◆ Stated goal
Copy out the lines below word for word, omitting the pictures.
━━ Exercise inputs ━━
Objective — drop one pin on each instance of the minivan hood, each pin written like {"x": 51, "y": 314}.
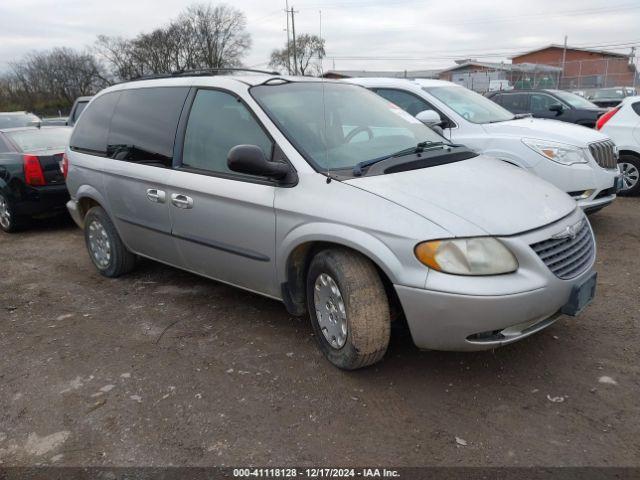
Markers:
{"x": 479, "y": 196}
{"x": 544, "y": 129}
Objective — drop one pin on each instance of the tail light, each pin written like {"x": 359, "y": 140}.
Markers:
{"x": 64, "y": 166}
{"x": 606, "y": 117}
{"x": 33, "y": 171}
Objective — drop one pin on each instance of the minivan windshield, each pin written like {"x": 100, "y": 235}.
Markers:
{"x": 576, "y": 101}
{"x": 338, "y": 126}
{"x": 470, "y": 105}
{"x": 17, "y": 119}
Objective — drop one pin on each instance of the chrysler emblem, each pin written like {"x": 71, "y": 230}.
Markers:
{"x": 570, "y": 231}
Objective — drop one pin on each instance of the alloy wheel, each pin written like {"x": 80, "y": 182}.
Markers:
{"x": 99, "y": 244}
{"x": 630, "y": 175}
{"x": 331, "y": 312}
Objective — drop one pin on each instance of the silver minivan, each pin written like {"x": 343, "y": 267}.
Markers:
{"x": 332, "y": 200}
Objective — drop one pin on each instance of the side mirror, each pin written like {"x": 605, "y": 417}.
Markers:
{"x": 556, "y": 107}
{"x": 429, "y": 117}
{"x": 250, "y": 159}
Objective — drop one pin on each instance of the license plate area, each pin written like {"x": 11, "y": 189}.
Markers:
{"x": 581, "y": 296}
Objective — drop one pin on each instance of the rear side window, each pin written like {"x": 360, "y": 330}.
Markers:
{"x": 218, "y": 122}
{"x": 514, "y": 102}
{"x": 90, "y": 134}
{"x": 4, "y": 146}
{"x": 541, "y": 102}
{"x": 79, "y": 109}
{"x": 144, "y": 124}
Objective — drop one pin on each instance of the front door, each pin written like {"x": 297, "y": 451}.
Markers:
{"x": 223, "y": 222}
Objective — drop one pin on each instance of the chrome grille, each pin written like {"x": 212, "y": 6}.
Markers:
{"x": 604, "y": 153}
{"x": 568, "y": 254}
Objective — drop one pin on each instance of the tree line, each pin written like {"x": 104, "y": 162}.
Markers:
{"x": 203, "y": 36}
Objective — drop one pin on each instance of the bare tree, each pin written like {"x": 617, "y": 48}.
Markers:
{"x": 309, "y": 49}
{"x": 201, "y": 37}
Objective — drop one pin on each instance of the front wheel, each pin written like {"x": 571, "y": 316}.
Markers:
{"x": 106, "y": 250}
{"x": 629, "y": 167}
{"x": 349, "y": 308}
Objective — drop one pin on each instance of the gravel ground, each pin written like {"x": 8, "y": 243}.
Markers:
{"x": 166, "y": 368}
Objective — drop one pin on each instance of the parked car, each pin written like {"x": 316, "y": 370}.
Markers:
{"x": 608, "y": 97}
{"x": 622, "y": 124}
{"x": 18, "y": 119}
{"x": 553, "y": 104}
{"x": 78, "y": 107}
{"x": 579, "y": 161}
{"x": 54, "y": 121}
{"x": 324, "y": 196}
{"x": 31, "y": 183}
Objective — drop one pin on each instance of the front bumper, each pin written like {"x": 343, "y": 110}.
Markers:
{"x": 478, "y": 313}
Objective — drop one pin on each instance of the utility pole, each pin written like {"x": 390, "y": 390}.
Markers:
{"x": 286, "y": 9}
{"x": 564, "y": 57}
{"x": 293, "y": 29}
{"x": 634, "y": 67}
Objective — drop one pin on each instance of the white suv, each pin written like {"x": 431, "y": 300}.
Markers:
{"x": 579, "y": 161}
{"x": 622, "y": 123}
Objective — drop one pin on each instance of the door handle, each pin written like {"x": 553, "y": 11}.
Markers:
{"x": 181, "y": 201}
{"x": 155, "y": 195}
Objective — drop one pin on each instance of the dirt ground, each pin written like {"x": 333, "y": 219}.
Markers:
{"x": 162, "y": 367}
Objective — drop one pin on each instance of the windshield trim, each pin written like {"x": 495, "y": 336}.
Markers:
{"x": 292, "y": 139}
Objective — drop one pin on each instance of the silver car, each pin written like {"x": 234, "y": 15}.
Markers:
{"x": 332, "y": 200}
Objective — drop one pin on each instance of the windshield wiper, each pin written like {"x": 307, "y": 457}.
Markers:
{"x": 419, "y": 148}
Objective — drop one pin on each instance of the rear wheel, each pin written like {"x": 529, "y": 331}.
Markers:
{"x": 106, "y": 250}
{"x": 630, "y": 169}
{"x": 9, "y": 221}
{"x": 349, "y": 308}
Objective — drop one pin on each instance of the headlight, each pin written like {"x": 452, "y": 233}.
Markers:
{"x": 558, "y": 152}
{"x": 467, "y": 256}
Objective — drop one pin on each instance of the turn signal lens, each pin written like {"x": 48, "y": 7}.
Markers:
{"x": 467, "y": 256}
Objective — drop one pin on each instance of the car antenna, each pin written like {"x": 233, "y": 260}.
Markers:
{"x": 324, "y": 107}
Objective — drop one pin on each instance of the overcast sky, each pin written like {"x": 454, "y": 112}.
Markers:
{"x": 359, "y": 34}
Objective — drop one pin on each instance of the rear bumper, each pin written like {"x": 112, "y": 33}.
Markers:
{"x": 42, "y": 200}
{"x": 462, "y": 313}
{"x": 74, "y": 211}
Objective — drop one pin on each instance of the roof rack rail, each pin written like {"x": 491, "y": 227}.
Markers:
{"x": 200, "y": 72}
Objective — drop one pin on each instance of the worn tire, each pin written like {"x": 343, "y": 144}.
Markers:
{"x": 366, "y": 304}
{"x": 121, "y": 260}
{"x": 15, "y": 223}
{"x": 635, "y": 161}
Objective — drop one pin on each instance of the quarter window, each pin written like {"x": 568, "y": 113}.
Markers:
{"x": 514, "y": 102}
{"x": 540, "y": 103}
{"x": 90, "y": 134}
{"x": 218, "y": 122}
{"x": 144, "y": 125}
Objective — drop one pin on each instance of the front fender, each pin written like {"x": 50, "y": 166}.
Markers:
{"x": 356, "y": 239}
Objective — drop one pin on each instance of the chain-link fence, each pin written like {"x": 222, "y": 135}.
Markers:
{"x": 573, "y": 75}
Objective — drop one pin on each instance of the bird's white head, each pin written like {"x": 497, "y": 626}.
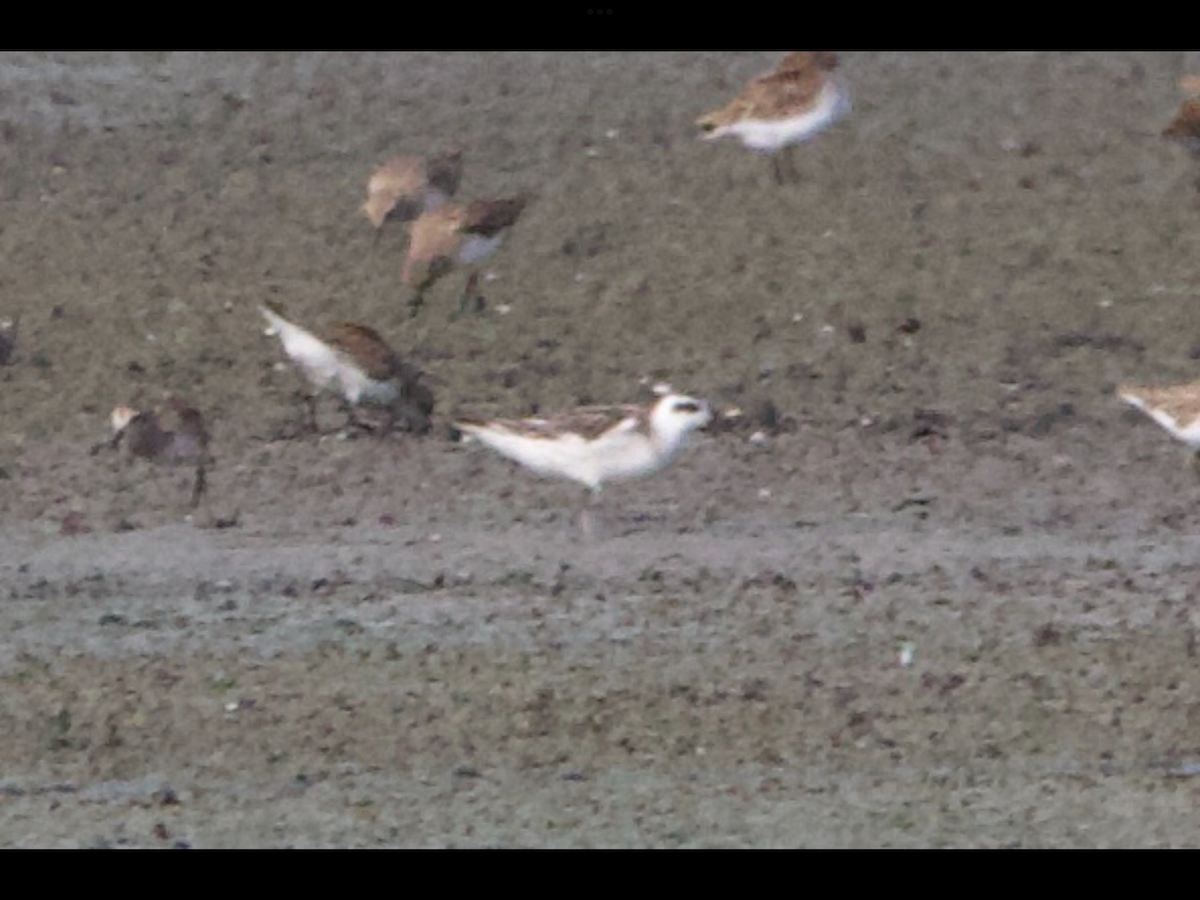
━━━
◆ The reply
Objective — drop one pin on each instance of the minivan hood, each pin written like {"x": 51, "y": 314}.
Markers:
{"x": 479, "y": 196}
{"x": 544, "y": 129}
Objective — drop one pin on each instance of the tail light, each pin written like {"x": 359, "y": 140}.
Markers:
{"x": 64, "y": 166}
{"x": 606, "y": 117}
{"x": 33, "y": 171}
Objective — drop one pin on each instance of the minivan windshield, each pin written like {"x": 100, "y": 235}.
Markers:
{"x": 576, "y": 101}
{"x": 338, "y": 126}
{"x": 470, "y": 105}
{"x": 17, "y": 119}
Objective — drop one pin on each instance of the chrysler emblem, each pin written like {"x": 71, "y": 230}.
Markers:
{"x": 570, "y": 231}
Objective — drop one pin on each instance of the alloy wheel, each pin written like {"x": 80, "y": 182}.
Markers:
{"x": 99, "y": 244}
{"x": 630, "y": 175}
{"x": 331, "y": 312}
Objective — drop one pin on each instance of the silver minivan, each pin written like {"x": 343, "y": 267}.
Markers:
{"x": 332, "y": 200}
Objective — drop one pin on each instance of the side mirror, each pin written like {"x": 605, "y": 417}.
Markers:
{"x": 556, "y": 107}
{"x": 429, "y": 117}
{"x": 250, "y": 159}
Objective — drop one pin on each instance of the license plate area, each pin written like {"x": 11, "y": 189}.
Markers:
{"x": 581, "y": 296}
Objective — drop one pin on each instance of the rear side window, each pin written like {"x": 360, "y": 330}.
Markers:
{"x": 218, "y": 122}
{"x": 514, "y": 102}
{"x": 90, "y": 134}
{"x": 4, "y": 146}
{"x": 541, "y": 102}
{"x": 79, "y": 109}
{"x": 144, "y": 124}
Objective — drop one pin on each instance of the front door, each pin written like {"x": 297, "y": 451}.
Markers:
{"x": 223, "y": 222}
Objective — drop one pin on each instance of the chrome grille, each pin written like {"x": 212, "y": 6}.
Markers:
{"x": 604, "y": 153}
{"x": 568, "y": 254}
Objective — drop one pin on each instance of the tree line, each pin written like {"x": 104, "y": 162}.
Markers:
{"x": 203, "y": 36}
Objective — drop one pin on each instance of the bare tree, each pin written like {"x": 617, "y": 48}.
Markers:
{"x": 309, "y": 49}
{"x": 201, "y": 37}
Objective — drop one pin on each instance of the front wheel, each pin written like {"x": 571, "y": 316}.
Markers:
{"x": 106, "y": 250}
{"x": 629, "y": 167}
{"x": 349, "y": 308}
Objective — drop one pin on each instance of the gravel ground, each pin written like {"x": 8, "y": 243}.
Markers:
{"x": 166, "y": 368}
Objective — drop one pin on each instance of the parked car, each pin written like {"x": 316, "y": 370}.
Markers:
{"x": 608, "y": 97}
{"x": 622, "y": 124}
{"x": 18, "y": 119}
{"x": 553, "y": 104}
{"x": 78, "y": 107}
{"x": 579, "y": 161}
{"x": 54, "y": 121}
{"x": 324, "y": 196}
{"x": 31, "y": 183}
Objective — drop one pin on each instance of the front bumper, each pin written like {"x": 343, "y": 110}.
Markers:
{"x": 478, "y": 313}
Objective — drop one pin on each instance of the utility pole, each pin written like {"x": 390, "y": 390}.
Markers:
{"x": 286, "y": 9}
{"x": 564, "y": 57}
{"x": 293, "y": 29}
{"x": 634, "y": 67}
Objective — drop one pin on each instance of the white suv, each pin written like {"x": 431, "y": 300}.
Markers:
{"x": 579, "y": 161}
{"x": 622, "y": 123}
Objective — drop one pin on each instance of the door handle, each pin written like {"x": 553, "y": 11}.
Markers:
{"x": 181, "y": 201}
{"x": 155, "y": 195}
Objective — drop one pin on each instance of the dirt ground, each pin written like {"x": 333, "y": 219}.
Markers:
{"x": 162, "y": 367}
Objective — drop one pin on each instance of the windshield trim, each pin written like {"x": 495, "y": 336}.
Markers:
{"x": 292, "y": 139}
Objective — drop one pin on each instance of the silver car, each pin written like {"x": 234, "y": 15}.
Markers:
{"x": 332, "y": 200}
Objective — drop one pin on each instance of the windshield wiper, each pin written like {"x": 307, "y": 457}.
Markers:
{"x": 419, "y": 148}
Objective — drop one pin on each instance of the rear wheel, each pin written like {"x": 529, "y": 331}.
Markers:
{"x": 106, "y": 250}
{"x": 630, "y": 169}
{"x": 9, "y": 221}
{"x": 349, "y": 308}
Objective — drop one pin on each instance of the headlight, each pin written like {"x": 452, "y": 233}.
Markers:
{"x": 558, "y": 152}
{"x": 467, "y": 256}
Objective — drop one pin on each instance of the turn signal lens, each pin written like {"x": 48, "y": 7}.
Markers:
{"x": 467, "y": 256}
Objective — drop one pin on each instance of the car antenna, each pin written like {"x": 233, "y": 260}.
Markers:
{"x": 324, "y": 107}
Objective — drop one pin on each instance of the overcast sky, each pin written like {"x": 454, "y": 112}.
Markers:
{"x": 359, "y": 34}
Objective — drop one pin on each instance of the rear bumper, each pin written like {"x": 112, "y": 33}.
Markers:
{"x": 42, "y": 200}
{"x": 462, "y": 313}
{"x": 74, "y": 211}
Objective — drop one pin on each instance of the roof rack rail, each pin written like {"x": 491, "y": 227}.
Markers:
{"x": 200, "y": 72}
Objective — drop one pin on each instance of the worn tire, each pin written like {"x": 343, "y": 144}.
Markers:
{"x": 366, "y": 304}
{"x": 121, "y": 260}
{"x": 15, "y": 223}
{"x": 635, "y": 161}
Objective — drop one pin on each instance of the quarter window, each pin written like {"x": 568, "y": 113}.
Markers:
{"x": 514, "y": 102}
{"x": 540, "y": 103}
{"x": 90, "y": 134}
{"x": 218, "y": 122}
{"x": 144, "y": 125}
Objective — drop one pin on each instance of the front fender, each pin written like {"x": 50, "y": 166}.
Markers:
{"x": 356, "y": 239}
Objective — drop one pin on each instance of the chain-link fence, each pin written like {"x": 222, "y": 135}.
Markers:
{"x": 573, "y": 75}
Objective — drop one pin on each instance of the bird's white head, each pin written like {"x": 497, "y": 626}.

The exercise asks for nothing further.